PROMPT
Count the lines of the data below that contain the string "wheel", treating uppercase and lowercase as different. Give only the number.

Dataset entries
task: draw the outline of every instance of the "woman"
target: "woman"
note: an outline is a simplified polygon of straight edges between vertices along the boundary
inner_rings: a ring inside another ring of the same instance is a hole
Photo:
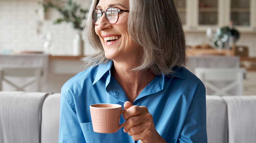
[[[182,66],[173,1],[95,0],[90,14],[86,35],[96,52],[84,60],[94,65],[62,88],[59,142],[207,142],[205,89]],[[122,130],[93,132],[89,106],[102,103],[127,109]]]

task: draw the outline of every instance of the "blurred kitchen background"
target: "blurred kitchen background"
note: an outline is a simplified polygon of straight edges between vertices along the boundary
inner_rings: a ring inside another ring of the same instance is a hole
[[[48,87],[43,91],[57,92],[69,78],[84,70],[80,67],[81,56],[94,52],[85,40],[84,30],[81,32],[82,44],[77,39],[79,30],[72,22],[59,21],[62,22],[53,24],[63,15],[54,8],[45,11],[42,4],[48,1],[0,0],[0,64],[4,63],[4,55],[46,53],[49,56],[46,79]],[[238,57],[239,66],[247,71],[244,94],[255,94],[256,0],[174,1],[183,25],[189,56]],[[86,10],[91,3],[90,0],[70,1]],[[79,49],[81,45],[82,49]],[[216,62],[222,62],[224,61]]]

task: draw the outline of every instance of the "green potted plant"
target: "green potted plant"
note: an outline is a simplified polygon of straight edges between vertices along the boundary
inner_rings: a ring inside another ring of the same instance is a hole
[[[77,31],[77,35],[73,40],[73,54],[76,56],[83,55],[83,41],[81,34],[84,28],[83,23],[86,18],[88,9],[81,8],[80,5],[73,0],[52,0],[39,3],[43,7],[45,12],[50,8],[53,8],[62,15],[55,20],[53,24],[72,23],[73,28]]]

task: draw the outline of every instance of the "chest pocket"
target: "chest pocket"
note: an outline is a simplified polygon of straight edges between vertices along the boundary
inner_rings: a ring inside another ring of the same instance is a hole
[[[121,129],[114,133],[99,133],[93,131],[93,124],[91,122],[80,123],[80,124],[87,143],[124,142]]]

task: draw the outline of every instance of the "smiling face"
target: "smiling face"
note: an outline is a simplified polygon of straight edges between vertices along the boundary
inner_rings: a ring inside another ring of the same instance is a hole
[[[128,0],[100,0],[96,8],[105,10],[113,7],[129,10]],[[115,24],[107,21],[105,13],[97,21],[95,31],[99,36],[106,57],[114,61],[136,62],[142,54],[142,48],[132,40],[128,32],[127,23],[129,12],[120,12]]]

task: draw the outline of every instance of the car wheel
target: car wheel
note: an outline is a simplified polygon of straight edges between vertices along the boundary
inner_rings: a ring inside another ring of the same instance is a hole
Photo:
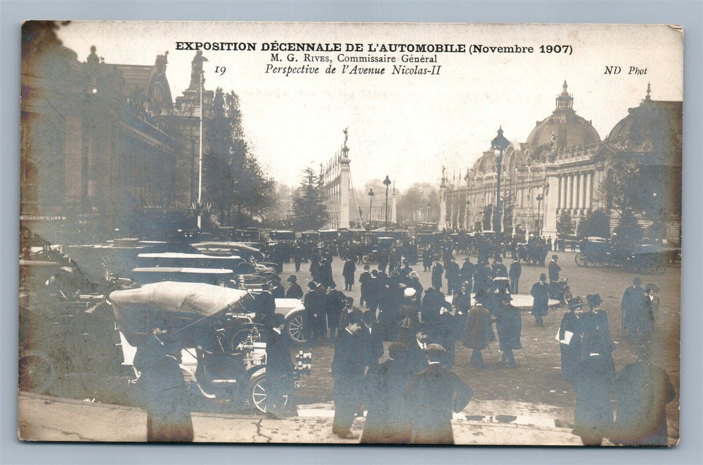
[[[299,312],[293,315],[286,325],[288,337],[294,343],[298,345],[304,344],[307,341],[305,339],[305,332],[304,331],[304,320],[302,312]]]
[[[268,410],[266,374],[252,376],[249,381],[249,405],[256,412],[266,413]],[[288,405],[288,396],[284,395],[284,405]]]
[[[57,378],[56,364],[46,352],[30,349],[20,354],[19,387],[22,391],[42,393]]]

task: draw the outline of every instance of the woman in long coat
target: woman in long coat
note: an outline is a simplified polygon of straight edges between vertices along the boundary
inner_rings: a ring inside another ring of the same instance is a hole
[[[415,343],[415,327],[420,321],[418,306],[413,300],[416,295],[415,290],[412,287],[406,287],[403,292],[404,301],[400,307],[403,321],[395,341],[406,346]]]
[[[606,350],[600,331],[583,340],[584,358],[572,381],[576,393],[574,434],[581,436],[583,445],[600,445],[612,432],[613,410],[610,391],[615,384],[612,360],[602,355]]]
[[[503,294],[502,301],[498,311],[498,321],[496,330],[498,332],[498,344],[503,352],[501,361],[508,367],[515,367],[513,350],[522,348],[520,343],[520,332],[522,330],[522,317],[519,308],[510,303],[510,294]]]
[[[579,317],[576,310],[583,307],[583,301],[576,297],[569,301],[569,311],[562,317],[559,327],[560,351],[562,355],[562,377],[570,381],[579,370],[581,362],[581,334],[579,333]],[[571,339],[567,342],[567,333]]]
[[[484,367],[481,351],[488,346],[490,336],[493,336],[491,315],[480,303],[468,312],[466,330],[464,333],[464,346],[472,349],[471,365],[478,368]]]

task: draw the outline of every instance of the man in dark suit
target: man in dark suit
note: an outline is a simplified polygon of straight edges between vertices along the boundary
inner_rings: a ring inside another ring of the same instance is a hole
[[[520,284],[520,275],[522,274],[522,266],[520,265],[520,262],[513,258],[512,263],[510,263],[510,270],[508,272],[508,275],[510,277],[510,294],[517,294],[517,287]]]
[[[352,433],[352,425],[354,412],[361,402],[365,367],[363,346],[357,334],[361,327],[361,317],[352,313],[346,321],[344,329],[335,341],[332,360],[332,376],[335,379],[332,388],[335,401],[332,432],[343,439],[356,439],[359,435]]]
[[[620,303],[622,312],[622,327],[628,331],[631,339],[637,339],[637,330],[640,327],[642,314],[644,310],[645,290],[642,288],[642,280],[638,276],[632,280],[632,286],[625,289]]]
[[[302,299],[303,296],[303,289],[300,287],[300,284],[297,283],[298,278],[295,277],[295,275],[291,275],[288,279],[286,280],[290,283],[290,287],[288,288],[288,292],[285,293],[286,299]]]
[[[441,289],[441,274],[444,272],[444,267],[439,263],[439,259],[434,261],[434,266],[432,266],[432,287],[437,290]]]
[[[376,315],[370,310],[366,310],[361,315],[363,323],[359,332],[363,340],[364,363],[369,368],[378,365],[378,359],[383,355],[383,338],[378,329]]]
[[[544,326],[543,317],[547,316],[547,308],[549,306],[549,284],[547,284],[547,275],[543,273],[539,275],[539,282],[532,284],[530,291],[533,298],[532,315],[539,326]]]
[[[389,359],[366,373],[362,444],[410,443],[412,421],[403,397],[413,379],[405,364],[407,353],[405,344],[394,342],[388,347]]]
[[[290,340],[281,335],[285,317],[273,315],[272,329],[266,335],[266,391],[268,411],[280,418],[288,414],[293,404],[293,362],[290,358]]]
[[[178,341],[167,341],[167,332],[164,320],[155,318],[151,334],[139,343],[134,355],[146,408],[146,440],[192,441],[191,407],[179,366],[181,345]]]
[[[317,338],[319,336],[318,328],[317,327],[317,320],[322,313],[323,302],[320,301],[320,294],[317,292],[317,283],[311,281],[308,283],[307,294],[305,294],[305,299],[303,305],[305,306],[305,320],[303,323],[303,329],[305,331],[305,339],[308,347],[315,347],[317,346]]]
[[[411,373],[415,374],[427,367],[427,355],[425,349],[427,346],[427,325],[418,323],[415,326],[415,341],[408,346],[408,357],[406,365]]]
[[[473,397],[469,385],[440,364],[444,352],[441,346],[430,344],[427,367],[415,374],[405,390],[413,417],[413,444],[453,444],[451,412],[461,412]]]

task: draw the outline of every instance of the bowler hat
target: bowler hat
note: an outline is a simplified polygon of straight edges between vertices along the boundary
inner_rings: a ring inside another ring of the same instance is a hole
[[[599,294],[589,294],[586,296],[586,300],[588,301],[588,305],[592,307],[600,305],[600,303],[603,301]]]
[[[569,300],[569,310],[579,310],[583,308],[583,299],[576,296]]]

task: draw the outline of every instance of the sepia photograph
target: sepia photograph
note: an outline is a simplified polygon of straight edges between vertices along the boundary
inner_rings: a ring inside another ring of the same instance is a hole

SOLUTION
2